- _Excerpt provided_:
· · · · ·

My questions above focused on the illegal immigration crisis. But there is a smorgasbord of constitutional crises happening daily in the US. Any one of us could ask one hundred questions and just be getting started. 

What about the hundreds of thousands of fentanyl deaths? What about the crime waves in major cities? What about the dismantling of police protection? What about school curricula promoting the sexualization of children and the throttling of parental influence?

How about the government threatening parents speaking out at school board meetings, Catholic Latin mass goers, and people who pray outside abortion clinics? Do such actions by the government respect our constitutional rights?

Can we ever expect any satisfactory answers to our questions? Now, that's a silly question.


Sunday, January 21, 2024

Not Without A Fight

You won't find much coverage of this on our dinosaur media, but farmers all across Europe are revolting against proposed EU tax burdens and regulations to be imposed upon them by the government. Germany is the most recent country where farmers have risen up, and the videos of their massive and spreading protests, as well as the overwhelming popular support, are stunning to behold.

Although legacy media is careful to guard this well-kept secret, the farmer protests have been going on for quite a while. Besides Germany, farmers in Belgium, France, Italy, the Netherlands, Poland, Romania, and Spain are among those standing up to big government bullying. Of course, they are being slapped with the handy label, "far right," which in the media applies to anyone standing up for personal liberty.

There's quite a bit of coverage on these widespread protests on "X"--just search for "farmer protest" and you'll have a lot of scrolling and video to take in. In the comments, I often see the question "Why aren't American farmers protesting?"

· · · · ·

- _Data_:
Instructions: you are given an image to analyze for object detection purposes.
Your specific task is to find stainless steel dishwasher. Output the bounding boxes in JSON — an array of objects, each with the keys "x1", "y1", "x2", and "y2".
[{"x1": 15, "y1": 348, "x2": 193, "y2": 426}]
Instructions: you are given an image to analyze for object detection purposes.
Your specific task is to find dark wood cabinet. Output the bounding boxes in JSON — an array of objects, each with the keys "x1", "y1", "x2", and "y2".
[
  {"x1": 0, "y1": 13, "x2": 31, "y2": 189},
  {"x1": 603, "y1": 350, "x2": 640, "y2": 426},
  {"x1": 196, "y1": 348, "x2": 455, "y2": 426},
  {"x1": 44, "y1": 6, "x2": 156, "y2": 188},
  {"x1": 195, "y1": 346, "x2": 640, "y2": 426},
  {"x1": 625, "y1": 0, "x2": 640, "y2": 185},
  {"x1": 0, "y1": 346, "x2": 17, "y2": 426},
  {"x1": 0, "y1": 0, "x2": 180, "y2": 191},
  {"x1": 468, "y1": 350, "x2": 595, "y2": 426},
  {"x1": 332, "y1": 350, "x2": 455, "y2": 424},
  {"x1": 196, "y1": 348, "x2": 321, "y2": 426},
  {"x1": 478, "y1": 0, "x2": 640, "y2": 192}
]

· · · · ·

- _Task set_:
**a.** According to the excerpt, which country is the most recent one where farmers have risen up?
**b.** Print the passage of the excerpt between "Not Without A" and "stunning to behold.", inclusive.

- _Completed exercise_:
**a.** Germany

**b.**
Not Without A Fight

You won't find much coverage of this on our dinosaur media, but farmers all across Europe are revolting against proposed EU tax burdens and regulations to be imposed upon them by the government. Germany is the most recent country where farmers have risen up, and the videos of their massive and spreading protests, as well as the overwhelming popular support, are stunning to behold.